§ Task prompt
What you return must match the records character for character.

Collected data entries:
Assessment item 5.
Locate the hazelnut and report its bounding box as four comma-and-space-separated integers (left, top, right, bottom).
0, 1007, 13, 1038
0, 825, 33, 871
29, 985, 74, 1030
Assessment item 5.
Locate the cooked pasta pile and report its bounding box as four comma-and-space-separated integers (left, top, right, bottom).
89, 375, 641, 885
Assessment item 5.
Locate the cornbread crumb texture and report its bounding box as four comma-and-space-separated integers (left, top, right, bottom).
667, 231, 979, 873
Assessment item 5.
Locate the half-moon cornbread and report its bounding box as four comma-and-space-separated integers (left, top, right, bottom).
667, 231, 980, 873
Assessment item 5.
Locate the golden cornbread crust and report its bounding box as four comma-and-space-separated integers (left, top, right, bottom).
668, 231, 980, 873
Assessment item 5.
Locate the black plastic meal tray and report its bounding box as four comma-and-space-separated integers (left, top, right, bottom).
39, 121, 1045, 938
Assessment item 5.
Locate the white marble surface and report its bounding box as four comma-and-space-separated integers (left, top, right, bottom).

§ Answer section
Assessment item 5.
Locate the hazelnut and report its bounding box as four comma-and-space-separated integers (left, top, right, bottom).
0, 1007, 13, 1038
0, 825, 33, 871
29, 985, 74, 1030
Assessment item 5.
Locate the cooked pasta pile and report its bounding box as four comma-and-space-separated integers (left, top, right, bottom).
89, 375, 641, 885
Assessment item 5.
Locate the cornbread crumb texture and report its bounding box as four comma-and-space-separated integers (left, top, right, bottom).
667, 231, 979, 873
Assessment item 5.
Locate the half-moon cornbread and report its bounding box as four comma-and-space-separated integers (left, top, right, bottom).
667, 231, 980, 873
Assessment item 5.
Locate the golden cornbread crust and report its bounding box as four comma-and-space-separated integers (left, top, right, bottom).
668, 231, 980, 873
Assessment item 5.
Locate the black plastic meal tray and report its bounding box as four comma-and-space-separated integers (left, top, right, bottom).
39, 121, 1045, 938
Assessment item 5.
Locate the white marble surface and report its bounding box as four comma-and-space-separated integers (left, top, right, bottom).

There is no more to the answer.